**EXERCISE DIRECTIONS**
The result should be an exact copy of the entries below, free of pictures.
** Opening RECORDS FOR THIS TASK block **
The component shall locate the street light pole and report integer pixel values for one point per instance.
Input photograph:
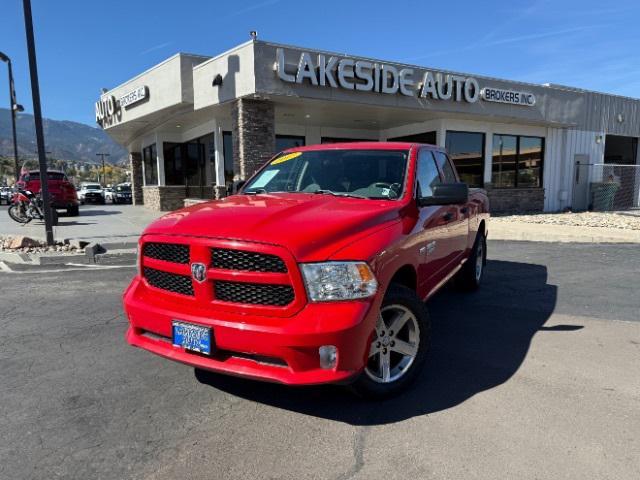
(15, 107)
(104, 175)
(37, 116)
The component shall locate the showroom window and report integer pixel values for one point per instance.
(344, 140)
(466, 149)
(283, 142)
(517, 161)
(227, 151)
(150, 160)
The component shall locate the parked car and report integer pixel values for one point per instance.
(122, 193)
(316, 272)
(61, 191)
(91, 193)
(5, 195)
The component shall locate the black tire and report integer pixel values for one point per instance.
(468, 279)
(365, 385)
(14, 213)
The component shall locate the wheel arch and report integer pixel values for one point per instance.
(407, 276)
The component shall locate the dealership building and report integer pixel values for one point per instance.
(193, 125)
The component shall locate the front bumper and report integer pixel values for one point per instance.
(283, 350)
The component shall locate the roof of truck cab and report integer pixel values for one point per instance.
(362, 146)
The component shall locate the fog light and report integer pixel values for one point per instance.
(328, 356)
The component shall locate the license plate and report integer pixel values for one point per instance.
(192, 337)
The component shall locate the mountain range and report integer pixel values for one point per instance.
(65, 140)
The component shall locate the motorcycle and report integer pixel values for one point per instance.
(26, 206)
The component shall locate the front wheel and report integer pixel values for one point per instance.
(399, 345)
(19, 214)
(470, 275)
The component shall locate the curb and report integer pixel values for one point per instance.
(94, 254)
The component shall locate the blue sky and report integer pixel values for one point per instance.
(83, 45)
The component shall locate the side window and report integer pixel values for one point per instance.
(428, 176)
(445, 166)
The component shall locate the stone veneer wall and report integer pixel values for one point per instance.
(135, 160)
(168, 197)
(516, 199)
(254, 136)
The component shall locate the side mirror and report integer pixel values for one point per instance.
(237, 185)
(446, 194)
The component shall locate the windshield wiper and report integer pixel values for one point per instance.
(256, 191)
(337, 194)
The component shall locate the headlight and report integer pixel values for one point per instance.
(338, 281)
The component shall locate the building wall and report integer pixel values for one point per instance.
(238, 77)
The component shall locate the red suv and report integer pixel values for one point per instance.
(61, 190)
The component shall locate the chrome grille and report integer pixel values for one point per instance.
(171, 282)
(229, 259)
(254, 293)
(169, 252)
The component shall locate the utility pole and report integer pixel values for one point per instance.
(15, 108)
(37, 116)
(104, 175)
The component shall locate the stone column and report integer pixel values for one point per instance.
(254, 138)
(135, 160)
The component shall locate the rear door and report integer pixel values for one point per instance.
(433, 241)
(456, 216)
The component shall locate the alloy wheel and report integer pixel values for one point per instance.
(395, 345)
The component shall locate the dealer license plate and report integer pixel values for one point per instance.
(192, 337)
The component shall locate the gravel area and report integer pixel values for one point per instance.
(581, 219)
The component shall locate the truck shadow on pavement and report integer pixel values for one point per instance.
(479, 341)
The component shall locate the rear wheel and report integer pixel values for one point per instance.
(470, 276)
(18, 213)
(399, 345)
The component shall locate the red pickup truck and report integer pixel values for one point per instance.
(316, 272)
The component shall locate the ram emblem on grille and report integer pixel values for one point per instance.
(199, 272)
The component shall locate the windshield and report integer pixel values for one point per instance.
(50, 176)
(375, 174)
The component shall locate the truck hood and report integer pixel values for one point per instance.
(311, 226)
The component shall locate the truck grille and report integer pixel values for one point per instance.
(242, 276)
(254, 293)
(169, 281)
(169, 252)
(248, 261)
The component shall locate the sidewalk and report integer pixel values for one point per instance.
(115, 225)
(558, 229)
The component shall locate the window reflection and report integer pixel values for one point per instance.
(466, 150)
(517, 161)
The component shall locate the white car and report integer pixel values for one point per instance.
(91, 193)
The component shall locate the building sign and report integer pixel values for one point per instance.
(133, 97)
(107, 111)
(508, 96)
(365, 76)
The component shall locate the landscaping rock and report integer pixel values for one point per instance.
(23, 242)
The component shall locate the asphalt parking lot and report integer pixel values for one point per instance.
(96, 223)
(535, 376)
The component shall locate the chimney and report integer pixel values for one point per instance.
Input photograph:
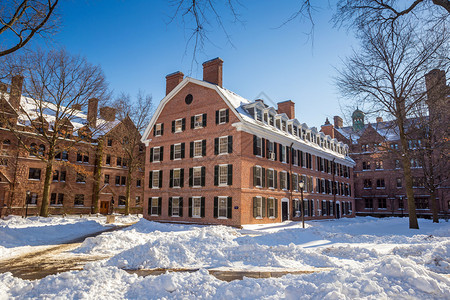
(92, 112)
(328, 128)
(108, 113)
(212, 71)
(172, 80)
(287, 107)
(16, 91)
(338, 123)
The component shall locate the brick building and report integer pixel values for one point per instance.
(378, 174)
(215, 157)
(74, 187)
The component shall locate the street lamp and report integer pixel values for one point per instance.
(301, 185)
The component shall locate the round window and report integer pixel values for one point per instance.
(188, 99)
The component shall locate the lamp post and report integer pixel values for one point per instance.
(301, 185)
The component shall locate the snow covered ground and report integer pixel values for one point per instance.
(368, 258)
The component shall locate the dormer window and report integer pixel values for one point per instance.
(258, 114)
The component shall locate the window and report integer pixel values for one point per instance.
(367, 183)
(154, 206)
(379, 165)
(158, 130)
(258, 207)
(222, 116)
(222, 207)
(196, 207)
(79, 200)
(34, 174)
(81, 178)
(271, 207)
(382, 203)
(380, 183)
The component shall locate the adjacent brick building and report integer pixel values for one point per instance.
(378, 174)
(75, 185)
(215, 157)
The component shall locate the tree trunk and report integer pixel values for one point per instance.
(46, 193)
(128, 192)
(97, 176)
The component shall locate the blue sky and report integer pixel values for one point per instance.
(136, 46)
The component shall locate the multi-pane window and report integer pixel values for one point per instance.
(222, 207)
(34, 174)
(79, 200)
(196, 207)
(380, 183)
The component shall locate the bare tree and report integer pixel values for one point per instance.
(135, 116)
(58, 86)
(387, 75)
(21, 20)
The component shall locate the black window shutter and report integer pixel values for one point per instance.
(216, 205)
(202, 208)
(216, 175)
(216, 146)
(203, 175)
(190, 207)
(181, 177)
(263, 177)
(191, 174)
(204, 148)
(180, 213)
(150, 177)
(230, 175)
(159, 205)
(276, 207)
(263, 206)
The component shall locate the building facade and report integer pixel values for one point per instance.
(87, 169)
(214, 157)
(378, 174)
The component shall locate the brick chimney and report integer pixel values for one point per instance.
(287, 107)
(92, 112)
(172, 80)
(338, 123)
(108, 113)
(328, 128)
(16, 91)
(212, 71)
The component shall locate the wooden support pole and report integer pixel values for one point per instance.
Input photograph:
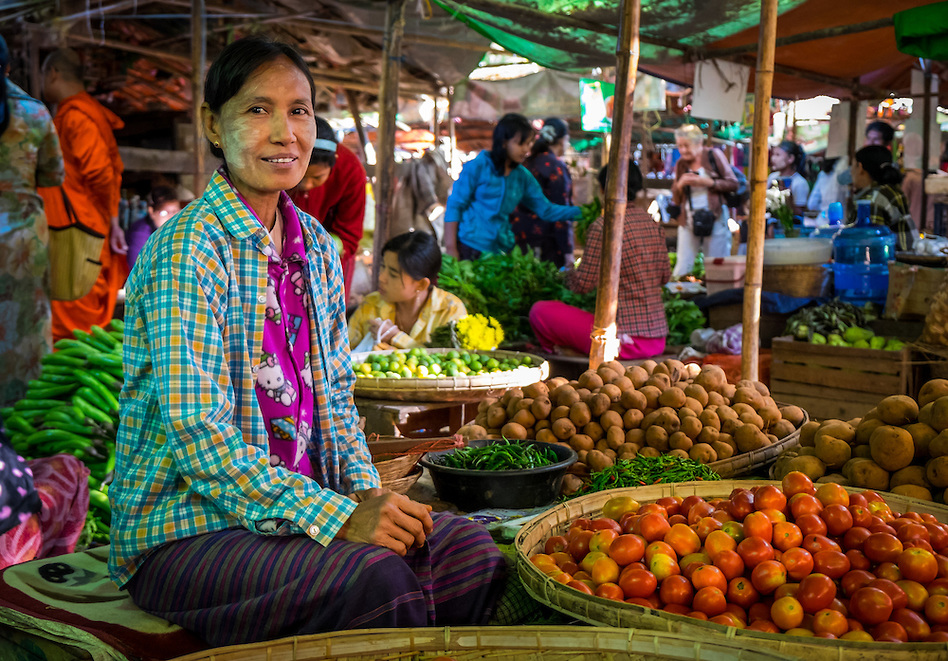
** Closing RECORDS FOR THIS TASK block **
**TASK RESULT**
The component shall locate the street light pole and report integer pixel values for one point per instance.
Input photograph:
(15, 107)
(104, 175)
(37, 116)
The component shall locate the showroom window and report integer pixel values for one point per instance.
(344, 140)
(466, 149)
(283, 142)
(517, 161)
(227, 151)
(150, 160)
The component shall locate the parked car and report integer pixel values for one point per instance.
(122, 193)
(316, 272)
(61, 191)
(91, 193)
(5, 195)
The component shall locate the black tire and report integer pixel values for one point per instance.
(468, 279)
(365, 385)
(14, 213)
The component shall locate the wheel arch and report integer pixel values for one point per instance.
(407, 276)
The component shall locate the dealership building and report integer pixel values for one point per instance.
(193, 125)
The component shall locate the front bumper and report integer pixel values for one point per instance.
(283, 350)
The component shall locate the roof of truck cab and report integer pixel values for one point per instance.
(362, 146)
The component shall locate the fog light and report integer pixel values for one point per instance.
(328, 356)
The component shall locate the license plate and report integer pixel values for one point per instance.
(192, 337)
The component shall locate the mountain range and report integer pixel values for one point per instance.
(65, 140)
The component shall locate the motorcycle and report integer pixel values for one point per instance.
(26, 206)
The component shall locate the front wheel and report integer pixel values for one point per instance.
(399, 345)
(19, 214)
(470, 275)
The component shall locate the curb and report integer pixel values for one point per instance.
(94, 254)
The component shall locate the blue sky and report integer pixel values for one point per instance.
(83, 45)
The component shall locate the side window and report integer pixel values for one point per instance.
(428, 176)
(445, 166)
The component shall locate the stone veneer wall and report integer pixel values for one point per instance.
(135, 160)
(168, 197)
(516, 199)
(254, 136)
The component shall locate the side mirror and report integer pixel values for one point per instance.
(237, 185)
(446, 194)
The component shall locate the windshield wiper and report integer pixel values for one point per instance.
(256, 191)
(337, 194)
The component shall locate the headlight and report integer pixel values for one point per instance.
(338, 281)
The component shall locate the building wall and report integer pixel values for one point per instance.
(238, 77)
The component shall locate the red suv and report integer pixel values for one point per instance.
(61, 190)
The component shall locate the chrome grille and report integer pixel values for one point per instance.
(171, 282)
(229, 259)
(254, 293)
(169, 252)
The component shall locate the utility pole and report integer pixel values for one point per instance.
(15, 108)
(37, 116)
(104, 175)
The component shall locate the stone column and report integer pixel values for one point per instance.
(254, 138)
(135, 160)
The component shall locate the rear door and report integer pixel values for one point per instance.
(433, 241)
(456, 216)
The component shall locate the alloy wheel and report integer pixel values for one point per instance.
(395, 345)
The component shall locate the dealer license plate and report integer pixel values for one point per instance.
(192, 337)
The component shall locate the gravel area and report integer pixel values for one point per instance.
(581, 219)
The component shall locate the truck shadow on pavement and report integer pixel values for one point per instance.
(479, 341)
The component shall locate the rear wheel and report integer pixel values for one point per instance.
(470, 276)
(18, 213)
(399, 345)
The component shall locate the red pickup truck and report integer pixel values for one point per instance.
(316, 272)
The component shall locate the ram emblem on grille and report integer pixel values for one point per instance.
(199, 272)
The component shall locate the windshield and report integer pixel values for one point per instance.
(50, 176)
(375, 174)
The component shall locate the truck hood and report integer pixel values for one point per instance.
(311, 226)
The component shall locate the truck grille and report integer pixel values for one point per instance.
(242, 276)
(254, 293)
(169, 281)
(169, 252)
(248, 261)
The component shall locate the sidewalk and report integer pixel values for one point per instance.
(115, 225)
(558, 229)
The component shall locate the window reflection and report integer pixel values for one point per instance.
(466, 150)
(517, 161)
The component shall locate the white car and report integer pixel values for one point per instance.
(91, 193)
The component shall locate the building sign and report integer pixel values for one point per instance.
(133, 97)
(107, 111)
(508, 96)
(365, 76)
The component shall locate the landscaping rock and report integer pixel values for one point per instance.
(23, 242)
The component shall locate the asphalt parking lot and report integer pixel values for one point per instance.
(96, 223)
(535, 376)
The component shall locate the chimney and report integer pixel values for one point per instance.
Input photograph:
(92, 112)
(328, 128)
(108, 113)
(212, 71)
(172, 80)
(287, 107)
(16, 91)
(338, 123)
The component shall locate the brick building and report integer pixel values for one point per instance.
(378, 174)
(215, 157)
(74, 187)
The component shall locate the street lamp and report integer pixel values for one point per instance.
(301, 185)
The component shall locate the round window and report integer pixel values for one point per instance.
(188, 99)
The component shall locate the lamp post and report integer pixel values for one point per instance.
(301, 185)
The component shall locate the snow covered ground and report integer pixel values for one point per instance.
(368, 258)
The component shall locate the dormer window and report integer pixel values for one point per instance.
(258, 114)
The component shall locate the window and report integer pixel values for one point per instance.
(367, 183)
(154, 206)
(379, 165)
(158, 130)
(258, 207)
(222, 116)
(222, 207)
(196, 207)
(79, 200)
(34, 174)
(81, 178)
(271, 207)
(382, 203)
(380, 183)
The component shall locate the adjacent brick building and report integer pixel values for one point per instance.
(378, 174)
(75, 185)
(215, 157)
The component shall locate the tree trunk and report integer pixel values for one point per instance.
(46, 193)
(128, 192)
(97, 176)
The component shall locate the blue sky and report integer pixel values for one point per instance.
(136, 46)
The component shall locate the multi-pane window and report integer pixel values for one point per instance.
(222, 207)
(34, 174)
(79, 200)
(196, 207)
(380, 183)
The component shall locate the bare tree and report integer pixel values for one point per instance.
(135, 116)
(58, 86)
(387, 75)
(21, 20)
The component shall locate the black window shutter and report integer pixel values for one point per instance.
(216, 205)
(202, 208)
(216, 175)
(216, 146)
(203, 175)
(190, 207)
(181, 177)
(263, 177)
(191, 174)
(204, 148)
(180, 213)
(150, 177)
(230, 175)
(159, 205)
(276, 207)
(263, 206)
The component shall locate the building facade and report integer pixel values for one point per instance.
(87, 169)
(214, 157)
(378, 174)
The component shall locate the brick chimney and report integer pixel values for one point per instance.
(287, 107)
(92, 112)
(172, 80)
(338, 123)
(108, 113)
(328, 128)
(16, 91)
(212, 71)
The component shall locate the wooden support pole and report integer pixel values for one point per instance.
Input photograph:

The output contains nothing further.